Your assignment: The entries below should appear again in your reply, word for word.

*** Opening of Data for this exercise ***

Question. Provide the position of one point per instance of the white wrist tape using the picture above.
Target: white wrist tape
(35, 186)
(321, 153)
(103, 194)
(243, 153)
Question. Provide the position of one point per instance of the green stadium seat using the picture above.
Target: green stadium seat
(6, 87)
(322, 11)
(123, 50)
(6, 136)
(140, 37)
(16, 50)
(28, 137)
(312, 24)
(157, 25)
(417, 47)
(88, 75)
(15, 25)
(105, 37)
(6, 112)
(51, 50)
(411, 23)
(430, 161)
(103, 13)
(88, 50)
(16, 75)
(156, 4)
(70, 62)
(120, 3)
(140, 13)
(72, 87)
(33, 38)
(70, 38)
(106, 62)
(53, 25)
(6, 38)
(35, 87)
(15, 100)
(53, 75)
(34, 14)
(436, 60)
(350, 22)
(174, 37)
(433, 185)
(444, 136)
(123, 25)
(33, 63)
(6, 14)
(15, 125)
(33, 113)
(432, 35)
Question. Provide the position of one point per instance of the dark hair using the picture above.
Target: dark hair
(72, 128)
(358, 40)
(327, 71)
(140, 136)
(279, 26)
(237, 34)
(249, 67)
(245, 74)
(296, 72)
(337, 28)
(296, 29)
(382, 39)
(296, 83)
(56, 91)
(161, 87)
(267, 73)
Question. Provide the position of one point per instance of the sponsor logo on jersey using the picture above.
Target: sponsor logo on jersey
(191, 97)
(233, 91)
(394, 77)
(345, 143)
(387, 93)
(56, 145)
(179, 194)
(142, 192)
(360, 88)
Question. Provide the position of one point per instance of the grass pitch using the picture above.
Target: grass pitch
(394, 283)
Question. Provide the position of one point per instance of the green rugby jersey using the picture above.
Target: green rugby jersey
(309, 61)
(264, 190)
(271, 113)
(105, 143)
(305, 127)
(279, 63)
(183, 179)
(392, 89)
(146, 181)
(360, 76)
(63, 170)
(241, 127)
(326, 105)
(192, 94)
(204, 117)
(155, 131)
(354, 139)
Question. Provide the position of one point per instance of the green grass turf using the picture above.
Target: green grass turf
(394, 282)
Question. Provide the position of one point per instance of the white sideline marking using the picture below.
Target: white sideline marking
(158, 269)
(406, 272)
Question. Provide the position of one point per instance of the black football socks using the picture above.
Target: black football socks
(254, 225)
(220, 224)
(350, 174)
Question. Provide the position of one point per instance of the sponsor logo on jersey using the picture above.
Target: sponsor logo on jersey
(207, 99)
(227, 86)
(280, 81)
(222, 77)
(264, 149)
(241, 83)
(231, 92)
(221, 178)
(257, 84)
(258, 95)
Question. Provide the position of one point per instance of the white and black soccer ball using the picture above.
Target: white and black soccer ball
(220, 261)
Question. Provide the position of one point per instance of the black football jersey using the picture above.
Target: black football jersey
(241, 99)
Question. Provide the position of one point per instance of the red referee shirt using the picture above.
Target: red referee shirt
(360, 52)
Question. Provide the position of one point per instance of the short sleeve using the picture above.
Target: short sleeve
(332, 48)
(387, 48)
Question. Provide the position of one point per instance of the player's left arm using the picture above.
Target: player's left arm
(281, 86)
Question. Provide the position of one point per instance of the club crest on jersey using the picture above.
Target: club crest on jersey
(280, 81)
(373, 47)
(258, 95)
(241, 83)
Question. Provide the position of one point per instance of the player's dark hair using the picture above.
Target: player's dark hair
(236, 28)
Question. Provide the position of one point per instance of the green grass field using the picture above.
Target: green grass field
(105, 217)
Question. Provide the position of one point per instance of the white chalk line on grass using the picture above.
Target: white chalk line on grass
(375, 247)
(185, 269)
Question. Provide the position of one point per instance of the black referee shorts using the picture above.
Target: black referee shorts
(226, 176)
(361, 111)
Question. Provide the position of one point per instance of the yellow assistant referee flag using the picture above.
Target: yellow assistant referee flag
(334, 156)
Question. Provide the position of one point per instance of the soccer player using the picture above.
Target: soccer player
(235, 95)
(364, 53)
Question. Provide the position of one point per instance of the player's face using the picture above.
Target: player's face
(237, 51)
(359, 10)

*** Close of Data for this exercise ***

Answer to this problem:
Question. Provide the position of one point per instance of the white wrist tape using the picture above.
Target: white wrist tape
(35, 186)
(321, 153)
(103, 194)
(243, 153)
Question. Provide the position of one point per instance of the green stadium seat using the picture above.
Target: green stadium seat
(6, 87)
(322, 11)
(123, 50)
(6, 136)
(140, 37)
(16, 50)
(28, 137)
(312, 24)
(157, 25)
(417, 47)
(88, 75)
(15, 25)
(105, 37)
(6, 112)
(51, 50)
(411, 23)
(430, 161)
(103, 13)
(88, 50)
(16, 75)
(156, 4)
(70, 62)
(120, 3)
(140, 13)
(72, 87)
(33, 38)
(70, 38)
(106, 62)
(53, 25)
(6, 38)
(35, 87)
(15, 100)
(53, 75)
(34, 14)
(436, 60)
(350, 22)
(174, 37)
(433, 185)
(444, 136)
(123, 25)
(33, 63)
(6, 14)
(15, 125)
(33, 113)
(432, 35)
Question. Provide the position of one point per instance of the dark hair using the picture above.
Target: dark hair
(72, 128)
(358, 40)
(327, 71)
(140, 136)
(279, 26)
(237, 34)
(249, 67)
(245, 74)
(296, 72)
(337, 28)
(296, 29)
(382, 39)
(296, 83)
(56, 91)
(161, 87)
(267, 73)
Question. Provide the position of one point per instance of the sponsor logo on jersey using the picture above.
Target: sponsor logo on jersey
(191, 97)
(233, 91)
(394, 77)
(345, 143)
(387, 93)
(56, 145)
(179, 194)
(142, 192)
(360, 88)
Question. Provide the position of one point per instance of the grass pitch using the picture above.
Target: grass pitch
(394, 283)
Question. Provide the position of one point per instance of the green rugby jersey using the picture above.
Target: green rugby jersey
(309, 61)
(264, 190)
(271, 113)
(105, 143)
(305, 127)
(279, 63)
(183, 179)
(392, 89)
(146, 181)
(360, 76)
(63, 170)
(241, 127)
(326, 105)
(192, 94)
(204, 117)
(155, 131)
(354, 139)
Question. Provide the position of one point per instance of the green grass turf using the picture above.
Target: green grass turf
(394, 282)
Question. Provide the position of one point per instance of the white sideline marking using the picture below.
Target: white sideline marking
(158, 269)
(406, 272)
Question. Provide the position of one point per instance of the black football socks using the picture above.
Target: black football socks
(254, 225)
(220, 224)
(350, 174)
Question. Provide the position of one point per instance of the sponsor logo on jersey using the picture above.
Target: sponsor logo on jersey
(207, 99)
(227, 86)
(280, 81)
(222, 77)
(264, 149)
(241, 83)
(231, 92)
(221, 178)
(257, 84)
(258, 95)
Question. Provide the position of one point per instance of the white and black soccer ball using the picture above.
Target: white and black soccer ball
(220, 261)
Question. Provide the position of one point per instance of the black football jersey using the picture above.
Target: black football jersey
(241, 99)
Question. Provide the position of one point per instance of the red referee shirt using the picture above.
Target: red referee shirt
(360, 52)
Question. Provide the position of one point per instance of the short sleeve using the picture above.
Target: short sleeve
(332, 48)
(387, 48)
Question. Provide the position of one point per instance of the player's left arm using the picture above.
Target: player's left arm
(281, 86)
Question. Provide the position of one point per instance of the club crest on jersey using the picture above.
Target: club crest on jersey
(280, 81)
(373, 47)
(258, 95)
(241, 83)
Question. Provide the position of one point per instance of the player's dark hair using the picture above.
Target: player's dark hair
(236, 28)
Question. Provide the position of one point per instance of the green grass field using the picture above.
Target: green grass field
(105, 217)
Question. Provide the position of one point per instance of the white chalk line on grass using the picture above.
Target: white chalk line on grass
(375, 247)
(185, 269)
Question. Provide the position of one point per instance of the black referee shorts using the picture above.
Target: black referee shorts
(226, 176)
(361, 111)
Question. Provide the position of one point per instance of the yellow assistant referee flag using the picture above.
Target: yellow assistant referee flag
(334, 156)
Question. Provide the position of one point per instance of the soccer player using the picture above.
Target: soccer player
(235, 95)
(364, 53)
Question. Provide the position of one point per instance of the player's face using the picture above.
Target: player's face
(237, 51)
(359, 10)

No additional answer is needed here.